• [Extracted text]:
■ ■ ■

You wanna tie me down?

You don't want
any of that freedom for me,

and that's not fair!

[Minnie Riperton's
"Lovin' You"]



- Lemme hit that.

Hey, can I ask you a question?
- Yeah.

- How come you think we could
never make it work

as a couple, hm?

- What are you talking about,
Mikey, huh?

We were the perfect couple.

Why do you think we're able
to hook up like this?

'Cause we both
had realistic expectations.

Neither of us wanted
anything from the other,

and that's why
we were perfect for each other.

- What, so we had
a great relationship

because we didn't really have
a relationship?

Is that it?
- Exactly.

- That some fucked up
logic, Stacey.

You know that?

- I guess I'm fucked up.
[both laugh]

- No, don't give me that.

You've always liked to play
the role of the wild child.

You always have.
- So deep down,

I'm just a romantic little sap,
is that it?

- I wouldn't go that far,
but I'm just saying,

you know, if--

maybe if you just found
the right guy, who knows?

- Right.
So when I meet the right guy,

my knight in shining armor--
you know, not you--

I'll finally get
my act together?

Is that what
you're saying to me?

- No, I didn't mean it
like that.

[phone ringing]

- Well, good.

Hello?

Oh, hey, Wayne.

- Wayne?
- Yeah, not much.

I'm just smoking a J,
watching TV.

What about you?

- Who the fuck is Wayne, huh?
- My boyfriend.

- Oh, yeah?
- Yeah.

Yeah, no.

I'm just having dinner
with my pops tonight.

Mm-hmm.

[giggles] Uh-huh.

Tomorrow?
[laughs]

No, no, I think I'm gonna stay
a few more days, um,

but I'll give you a call, okay?

So--yeah.

All right.
Bye. [laughs]

[singer vocalizing]

- Oh.

- Jimbo!

Hey, kid,
you're not gonna believe

this guy's
photography collection.

■ ■ ■

• [Data shown]:
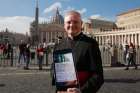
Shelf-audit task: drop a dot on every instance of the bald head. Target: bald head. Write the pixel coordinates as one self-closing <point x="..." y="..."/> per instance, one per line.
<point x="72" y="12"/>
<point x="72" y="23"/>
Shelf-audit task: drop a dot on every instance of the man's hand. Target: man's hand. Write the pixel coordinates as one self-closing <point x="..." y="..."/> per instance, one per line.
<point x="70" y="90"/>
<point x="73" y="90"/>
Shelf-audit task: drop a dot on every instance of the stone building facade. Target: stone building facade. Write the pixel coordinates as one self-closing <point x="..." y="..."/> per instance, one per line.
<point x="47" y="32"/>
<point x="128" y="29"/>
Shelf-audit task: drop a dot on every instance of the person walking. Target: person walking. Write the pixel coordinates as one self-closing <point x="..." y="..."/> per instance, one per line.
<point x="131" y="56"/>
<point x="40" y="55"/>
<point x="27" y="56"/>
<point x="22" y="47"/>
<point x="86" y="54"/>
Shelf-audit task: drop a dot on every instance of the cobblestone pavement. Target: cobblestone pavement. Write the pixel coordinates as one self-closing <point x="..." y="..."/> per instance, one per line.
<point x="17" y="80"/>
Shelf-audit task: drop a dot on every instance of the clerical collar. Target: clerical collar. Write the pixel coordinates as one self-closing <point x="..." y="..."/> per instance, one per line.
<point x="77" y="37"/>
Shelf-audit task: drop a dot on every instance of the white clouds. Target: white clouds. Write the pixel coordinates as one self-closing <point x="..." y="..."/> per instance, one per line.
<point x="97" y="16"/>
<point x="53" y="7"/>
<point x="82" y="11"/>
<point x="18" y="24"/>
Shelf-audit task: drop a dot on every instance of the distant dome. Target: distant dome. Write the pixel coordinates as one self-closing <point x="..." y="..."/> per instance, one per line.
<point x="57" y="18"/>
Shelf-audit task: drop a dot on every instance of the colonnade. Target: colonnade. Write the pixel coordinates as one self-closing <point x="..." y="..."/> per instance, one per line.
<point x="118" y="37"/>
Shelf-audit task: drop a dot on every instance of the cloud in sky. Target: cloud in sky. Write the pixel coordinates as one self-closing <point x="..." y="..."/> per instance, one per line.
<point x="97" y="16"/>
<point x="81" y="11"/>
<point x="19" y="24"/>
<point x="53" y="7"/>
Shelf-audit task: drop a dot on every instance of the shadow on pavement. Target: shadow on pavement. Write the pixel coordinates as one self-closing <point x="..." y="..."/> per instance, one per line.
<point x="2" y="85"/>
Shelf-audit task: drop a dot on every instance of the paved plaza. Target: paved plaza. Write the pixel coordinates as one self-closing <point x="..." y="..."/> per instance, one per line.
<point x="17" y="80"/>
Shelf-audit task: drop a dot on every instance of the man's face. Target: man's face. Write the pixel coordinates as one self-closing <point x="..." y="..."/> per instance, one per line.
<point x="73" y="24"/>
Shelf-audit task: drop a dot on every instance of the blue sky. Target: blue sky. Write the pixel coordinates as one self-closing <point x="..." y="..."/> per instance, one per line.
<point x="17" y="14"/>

■ ■ ■

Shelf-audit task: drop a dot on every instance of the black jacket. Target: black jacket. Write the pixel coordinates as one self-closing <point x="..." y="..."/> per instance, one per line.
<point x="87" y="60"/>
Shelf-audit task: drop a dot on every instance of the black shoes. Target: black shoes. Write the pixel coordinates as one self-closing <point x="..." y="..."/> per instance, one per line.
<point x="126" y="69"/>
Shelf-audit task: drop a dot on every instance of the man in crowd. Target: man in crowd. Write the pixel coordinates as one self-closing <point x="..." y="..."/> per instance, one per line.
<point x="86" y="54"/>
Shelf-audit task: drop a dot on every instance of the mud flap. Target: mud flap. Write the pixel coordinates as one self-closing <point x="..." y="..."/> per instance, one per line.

■ ■ ■

• [Instructions]:
A: Summarize the transcript in two sentences.
B: Translate this sentence from the transcript into Spanish: "Neither of us wanted anything from the other, and that's why we were perfect for each other."

• [Per-task outputs]:
A: Mikey asks Stacey why she thinks they could never make it work as a couple, and she answers that they were the perfect couple because neither of them wanted anything from the other. Their talk is interrupted by a phone call from Wayne, whom Stacey calls her boyfriend, and she tells him she is going to stay a few more days.

B: Ninguno de los dos quería nada del otro, y por eso éramos perfectos el uno para el otro.